*** Opening of Passage shown ***
More on this in Wikipedia.
aziraphale says
The UK at #24 also has “socialized medicine” thanks to its habit of occasionally electing a left-of-center government. But the right-wingers keep nibbling away at it. We may be down there with the US in a few years.
lpetrich says
It’s interesting how the US is behind several other nations in the world in various indices of societal well-being. Better than most of the Third World, but that’s a poor advertisement.
Indices like the Fund for Peace’s Fragile-States Index, the Economist’s Democracy Index, the United Nations’ Human-Development Index, etc.
lpetrich says
I like the phrase socialist roads, because that describes very well how they are run. We can also refer to socialist military and police forces, for that reason.
Capitalism apologists sometimes argue that these are “public” roads instead of socialist ones, but that’s hairsplitting.
rjw1 says
@2 Marcus Ranum
“You know, the thing the assholes in Washington say doesn’t work.”
*** Close of Passage shown ***
* _Tasks_:
• A. Answer these from the comment thread on socialized medicine and public services:
(i) At what number does the UK stand, according to aziraphale?
(ii) Which organization's index is listed first among the indices of societal well-being?
(iii) What word do capitalism apologists use for roads instead of "socialist"?
• B. Translate this sentence from the comment thread on socialized medicine into Spanish: "I like the phrase socialist roads, because that describes very well how they are run."
• C. Resume the comment thread on socialized medicine and public services after its final line.
The records have nothing to do with the comment thread.
*** Opening of Provided information ***
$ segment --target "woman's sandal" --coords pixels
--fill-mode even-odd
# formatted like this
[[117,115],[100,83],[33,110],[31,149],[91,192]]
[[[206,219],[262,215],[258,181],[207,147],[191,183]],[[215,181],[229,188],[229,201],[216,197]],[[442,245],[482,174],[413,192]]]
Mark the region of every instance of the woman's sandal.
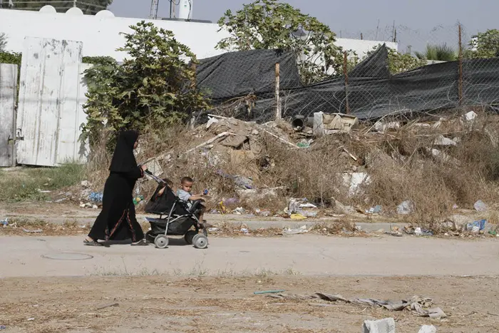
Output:
[[132,246],[143,246],[143,245],[149,245],[149,242],[148,242],[147,240],[145,240],[143,238],[137,242],[131,244]]
[[83,245],[88,245],[88,246],[104,246],[103,244],[101,244],[96,240],[83,240]]

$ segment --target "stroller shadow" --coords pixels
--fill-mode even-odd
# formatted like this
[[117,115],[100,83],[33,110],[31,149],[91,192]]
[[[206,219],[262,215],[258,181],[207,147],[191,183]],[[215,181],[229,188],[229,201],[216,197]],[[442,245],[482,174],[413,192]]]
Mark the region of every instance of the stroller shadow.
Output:
[[[106,242],[101,242],[101,244],[106,247],[109,247],[111,245],[130,245],[132,244],[132,240],[108,240]],[[154,243],[149,243],[149,245],[154,246]],[[183,238],[170,238],[168,237],[168,246],[192,246],[185,242]]]

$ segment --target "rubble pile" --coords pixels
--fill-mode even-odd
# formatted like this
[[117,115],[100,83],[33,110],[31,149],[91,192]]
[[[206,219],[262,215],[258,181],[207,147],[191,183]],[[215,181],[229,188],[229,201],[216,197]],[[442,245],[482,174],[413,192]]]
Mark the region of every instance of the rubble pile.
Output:
[[[152,145],[141,145],[143,151],[138,154],[137,160],[145,160],[155,175],[168,177],[175,185],[177,178],[194,176],[197,186],[207,188],[210,193],[211,212],[297,220],[352,214],[366,218],[384,215],[408,219],[426,209],[418,201],[421,198],[409,194],[405,198],[379,197],[384,200],[378,200],[377,189],[373,188],[384,186],[376,178],[379,173],[384,173],[384,177],[392,183],[410,187],[406,183],[410,177],[404,170],[420,168],[424,173],[428,165],[457,170],[464,162],[456,152],[463,145],[469,146],[473,135],[481,135],[478,142],[483,145],[499,145],[499,118],[478,116],[473,111],[417,120],[382,118],[374,123],[361,124],[348,115],[318,113],[313,116],[259,124],[209,115],[205,123],[180,133],[178,142],[169,145],[165,143],[169,147],[165,151],[156,149],[151,153]],[[331,158],[336,164],[314,171],[311,177],[320,180],[317,193],[313,193],[312,188],[312,190],[308,188],[309,194],[303,195],[293,188],[293,181],[281,177],[287,164],[280,158],[286,156],[302,159],[295,161],[295,169],[302,168],[302,164],[314,168]],[[287,160],[290,162],[293,160]],[[302,169],[304,181],[310,181],[310,177],[307,178],[307,168]],[[337,188],[338,196],[331,191],[329,197],[321,196],[321,182],[329,185],[329,189]],[[98,206],[100,193],[93,188],[82,183],[75,189],[72,200],[84,207]],[[145,178],[138,183],[135,194],[147,200],[154,188],[155,183]],[[271,201],[274,204],[272,207],[269,205]],[[469,225],[458,230],[449,230],[450,235],[484,233],[484,223],[477,225],[476,221],[485,218],[485,215],[494,208],[487,207],[491,200],[486,196],[475,198],[475,201],[478,208],[473,211],[484,215],[473,217]],[[453,212],[457,212],[457,203]],[[467,205],[469,210],[473,208],[472,204]],[[434,232],[423,225],[413,225],[404,231],[416,235]]]

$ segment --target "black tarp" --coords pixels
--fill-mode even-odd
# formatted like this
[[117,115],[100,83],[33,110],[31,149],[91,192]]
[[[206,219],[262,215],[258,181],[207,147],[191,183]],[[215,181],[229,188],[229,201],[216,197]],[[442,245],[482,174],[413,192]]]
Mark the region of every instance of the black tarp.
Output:
[[[251,59],[259,58],[251,51]],[[272,51],[273,52],[273,51]],[[230,53],[229,58],[241,57],[239,52]],[[264,54],[264,53],[262,53]],[[245,66],[250,72],[246,80],[240,75],[224,76],[224,81],[205,81],[204,88],[212,91],[227,91],[227,87],[236,87],[232,94],[219,93],[212,96],[212,103],[224,101],[250,93],[256,93],[257,101],[248,113],[242,112],[242,117],[259,122],[274,118],[275,102],[274,93],[274,66],[275,58],[262,57],[268,63]],[[458,63],[457,61],[425,66],[398,75],[391,76],[389,71],[388,51],[385,46],[359,63],[349,73],[348,86],[345,87],[343,76],[308,86],[301,86],[297,78],[294,58],[287,55],[289,67],[281,74],[280,96],[283,117],[295,115],[311,116],[314,112],[345,113],[346,96],[350,113],[359,119],[376,119],[389,114],[433,111],[455,108],[458,105]],[[219,58],[222,61],[222,58]],[[215,62],[212,60],[212,61]],[[237,73],[230,67],[240,61],[232,61],[219,68],[224,73]],[[232,63],[232,64],[231,64]],[[289,69],[294,66],[294,70]],[[259,68],[254,71],[254,68]],[[264,71],[259,70],[264,68]],[[217,71],[211,73],[217,77]],[[463,64],[463,105],[490,105],[498,103],[499,96],[499,58],[469,60]],[[286,74],[285,73],[290,73]],[[288,80],[287,75],[291,76]],[[220,75],[221,76],[221,75]],[[272,76],[272,79],[269,78]],[[217,98],[215,96],[222,96]]]
[[196,85],[213,99],[274,91],[277,63],[281,89],[302,86],[294,55],[276,50],[230,52],[200,60]]

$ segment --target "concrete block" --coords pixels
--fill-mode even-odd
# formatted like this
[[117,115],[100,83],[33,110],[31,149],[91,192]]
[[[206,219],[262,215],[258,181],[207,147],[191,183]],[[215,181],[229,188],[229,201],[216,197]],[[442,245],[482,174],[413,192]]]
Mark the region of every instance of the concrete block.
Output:
[[362,333],[395,333],[395,320],[393,318],[366,320],[362,327]]
[[423,325],[418,333],[436,333],[436,327],[433,325]]

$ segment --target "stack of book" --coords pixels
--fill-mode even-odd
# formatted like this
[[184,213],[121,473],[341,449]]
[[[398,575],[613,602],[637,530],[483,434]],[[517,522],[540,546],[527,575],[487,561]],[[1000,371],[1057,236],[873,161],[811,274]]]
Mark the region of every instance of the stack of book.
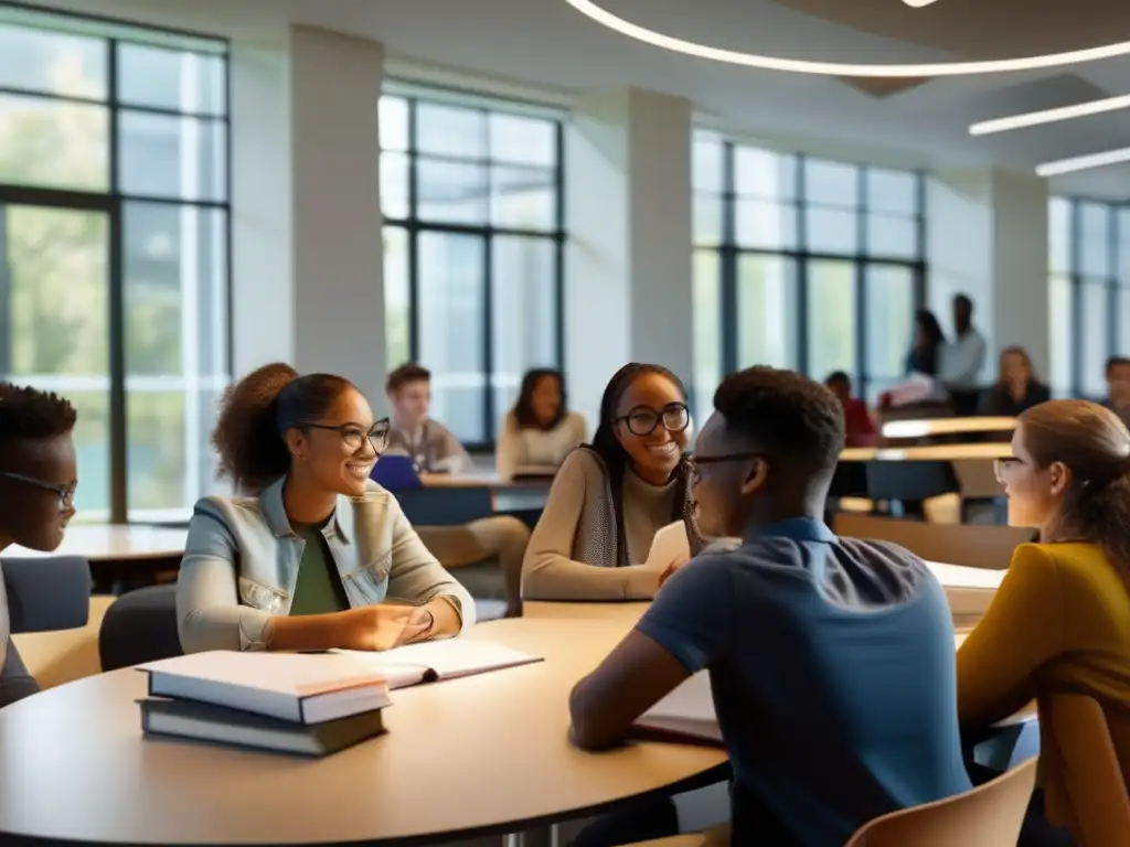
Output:
[[384,732],[390,690],[540,658],[452,639],[386,653],[214,650],[141,665],[148,736],[175,736],[305,756],[328,756]]

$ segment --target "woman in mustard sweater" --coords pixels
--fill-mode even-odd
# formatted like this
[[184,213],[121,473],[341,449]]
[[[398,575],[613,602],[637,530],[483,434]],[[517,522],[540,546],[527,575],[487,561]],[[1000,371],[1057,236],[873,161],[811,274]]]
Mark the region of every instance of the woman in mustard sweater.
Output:
[[[1040,542],[1016,549],[957,653],[962,725],[986,727],[1060,691],[1086,693],[1103,707],[1130,775],[1130,433],[1096,403],[1041,403],[1019,417],[997,475],[1009,524],[1038,527]],[[1067,826],[1063,775],[1042,765],[1034,806],[1046,796],[1049,820]],[[1026,824],[1020,844],[1071,839],[1045,822]]]

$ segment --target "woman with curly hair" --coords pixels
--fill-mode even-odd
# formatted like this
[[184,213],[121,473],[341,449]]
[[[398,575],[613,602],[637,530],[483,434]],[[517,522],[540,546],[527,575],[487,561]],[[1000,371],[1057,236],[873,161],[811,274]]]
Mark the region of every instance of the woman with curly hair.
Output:
[[470,595],[370,482],[388,434],[340,376],[275,364],[228,392],[212,444],[246,496],[197,504],[176,586],[186,653],[388,649],[473,622]]

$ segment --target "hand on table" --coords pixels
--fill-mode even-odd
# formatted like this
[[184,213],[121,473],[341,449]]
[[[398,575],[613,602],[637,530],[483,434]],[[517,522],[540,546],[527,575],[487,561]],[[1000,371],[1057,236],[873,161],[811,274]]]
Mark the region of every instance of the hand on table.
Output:
[[350,649],[386,650],[421,641],[432,634],[435,619],[421,606],[380,603],[351,609],[346,615]]

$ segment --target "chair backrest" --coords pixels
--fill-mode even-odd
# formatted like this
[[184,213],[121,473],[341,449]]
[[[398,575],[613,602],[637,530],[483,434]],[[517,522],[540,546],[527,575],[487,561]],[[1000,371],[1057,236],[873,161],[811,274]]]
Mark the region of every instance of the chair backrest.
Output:
[[1010,847],[1035,784],[1032,758],[973,791],[877,818],[847,847]]
[[890,541],[931,561],[990,570],[1008,568],[1012,551],[1036,535],[1015,526],[954,526],[847,512],[836,514],[835,531],[847,538]]
[[1130,844],[1130,796],[1103,707],[1070,693],[1040,706],[1041,754],[1058,777],[1046,780],[1049,821],[1071,830],[1078,847]]

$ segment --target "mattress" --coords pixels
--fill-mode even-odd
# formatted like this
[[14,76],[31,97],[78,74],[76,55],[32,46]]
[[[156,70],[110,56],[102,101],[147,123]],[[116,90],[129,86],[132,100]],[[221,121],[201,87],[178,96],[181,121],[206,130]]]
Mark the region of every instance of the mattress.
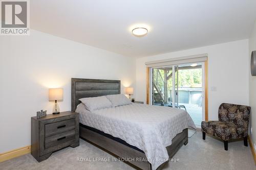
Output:
[[91,112],[81,103],[76,112],[82,124],[143,151],[153,169],[168,160],[166,147],[177,134],[188,127],[196,128],[186,111],[169,107],[132,104]]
*** Close of Provided information ***
* _Numbered answers_:
• A.
(i) #24
(ii) The Fund for Peace's (the Fragile-States Index)
(iii) "Public"

• B. Me gusta la expresión carreteras socialistas, porque describe muy bien cómo se gestionan.

• C.
I’m not convinced that the conservative ‘assholes’ in power around the world really care about outcomes, they just hate ‘socialized medicine’.
@ 10 aziraphale
“But the right-wingers keep nibbling away at it.”
The conservative government here in Australia has a similar agenda under the camouflage of a ‘budget crisis’, so far the Senate has stopped the Abbott government from undermining our health system. However it doesn’t pay to be complacent, they will keep trying.
tecolata says
Even this report does not tell the whole story as it sums up the US as a whole. The maternal death rate for African-American women is nearly 3 times that of white women.